October 19, 2012, 6:07 PM by Casey Wonnenberg

Surviving Widow Maker Blockage

Many of us have done it; figured we were sick with a certain illness, but after going to the doctor's, we ended up being completely wrong.

A Sioux Falls man is sure glad he went to the doctor's office. Rex Pruitt thought he had a sinus or ear infection, but instead his doctor made a life-saving diagnosis.

The Pruitt family is a lively group with seven-year-old Reagan holding a lot of the cards.

"I think after KELOLAND today we're going to go golfing," Reagan said.

But lately the family has resorted to playing the card game called golf. It all started with Reagan's dad Rex going to the doctor's office for what he thought was a sinus or ear infection.

"I said, 'Can you take a look at my ear? I might need some antibiotics.' He goes, 'Ok,' and looks in my ear and says, 'There's a little fluid, but I'm not seeing anything going on.' He says, 'Tell me some of the symptoms,'" Rex said.

"He was explaining some symptoms of chest pain when he started to walk and when he even said he had to stop in order to get better, that was a red flag that this is something more than a sinus infection," Sanford Dr. Wallace Fritz said.

Fritz feared Pruitt might be suffering from heart problems. He sent him straight to the emergency room, even though Pruitt doubted the possible diagnosis.

"It can be an inconvenience, but in this case and in many cases, it's important that we did go further," Fritz said.
◆ ◆ ◆ ◆ ◆
What the exercise asks — Continue the news story about Rex Pruitt's heart diagnosis, starting after its last sentence.

The data —
◆ ◆ ◆ ◆ ◆
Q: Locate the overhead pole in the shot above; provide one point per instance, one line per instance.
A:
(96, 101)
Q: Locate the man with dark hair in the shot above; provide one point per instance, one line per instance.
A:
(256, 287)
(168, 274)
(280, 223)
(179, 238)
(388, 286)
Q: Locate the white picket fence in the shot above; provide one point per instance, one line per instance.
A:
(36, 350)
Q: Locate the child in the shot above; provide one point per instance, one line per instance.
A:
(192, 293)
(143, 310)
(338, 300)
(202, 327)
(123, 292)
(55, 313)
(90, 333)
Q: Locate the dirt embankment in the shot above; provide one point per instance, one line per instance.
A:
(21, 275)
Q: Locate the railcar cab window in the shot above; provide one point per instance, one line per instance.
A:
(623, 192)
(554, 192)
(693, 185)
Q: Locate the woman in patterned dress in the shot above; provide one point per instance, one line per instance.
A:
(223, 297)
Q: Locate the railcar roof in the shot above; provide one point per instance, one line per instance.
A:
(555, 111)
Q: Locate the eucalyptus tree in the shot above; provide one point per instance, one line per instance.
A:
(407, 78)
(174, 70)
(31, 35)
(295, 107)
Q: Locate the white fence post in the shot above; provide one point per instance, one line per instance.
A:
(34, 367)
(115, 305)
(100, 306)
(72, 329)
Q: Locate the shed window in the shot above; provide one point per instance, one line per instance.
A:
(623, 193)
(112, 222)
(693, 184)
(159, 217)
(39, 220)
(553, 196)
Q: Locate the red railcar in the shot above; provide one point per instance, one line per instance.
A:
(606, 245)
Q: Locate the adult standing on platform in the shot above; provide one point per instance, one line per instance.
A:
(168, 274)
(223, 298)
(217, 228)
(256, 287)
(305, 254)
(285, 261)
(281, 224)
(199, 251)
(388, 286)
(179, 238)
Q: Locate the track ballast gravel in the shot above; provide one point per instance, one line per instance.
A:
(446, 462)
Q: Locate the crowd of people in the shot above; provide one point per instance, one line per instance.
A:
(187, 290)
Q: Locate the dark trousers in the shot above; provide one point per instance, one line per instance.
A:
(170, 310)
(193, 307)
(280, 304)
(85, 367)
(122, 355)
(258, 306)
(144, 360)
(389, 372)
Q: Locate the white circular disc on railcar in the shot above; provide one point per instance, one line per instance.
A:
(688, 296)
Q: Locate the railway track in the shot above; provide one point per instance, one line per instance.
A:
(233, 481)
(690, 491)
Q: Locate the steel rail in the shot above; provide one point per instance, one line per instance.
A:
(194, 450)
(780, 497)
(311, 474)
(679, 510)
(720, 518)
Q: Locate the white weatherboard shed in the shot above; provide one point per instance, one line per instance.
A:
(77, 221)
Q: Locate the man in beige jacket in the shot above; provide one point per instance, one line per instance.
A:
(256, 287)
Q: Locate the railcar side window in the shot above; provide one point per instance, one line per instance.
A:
◆ ◆ ◆ ◆ ◆
Answer —
The Pruitt family is thankful too because doctors found out 99 percent of Rex's widow maker artery was blocked. The average person with a widow maker heart attack has five minutes to get emergency care before dying.

"He went out and talked to Kathy in the waiting room and told her, 'I don't know why your husband is alive," Rex said.

Rex is now feeling better one month after getting a stent placed in his artery. He's going on walks again with his family and has a new outlook on his health.

"Watch the signs better. Pay attention to what my body is telling me," Rex said.

"I just know he's alive, so maybe we can move on. It's happy days," Reagan said.

Happy days for a family that's thankful for the hand of cards they've been dealt.

Pruitt says one of his coworkers was suffering from the same symptoms as he was, so after his experience, he encouraged him to go to the doctor. He also had a widow maker blockage.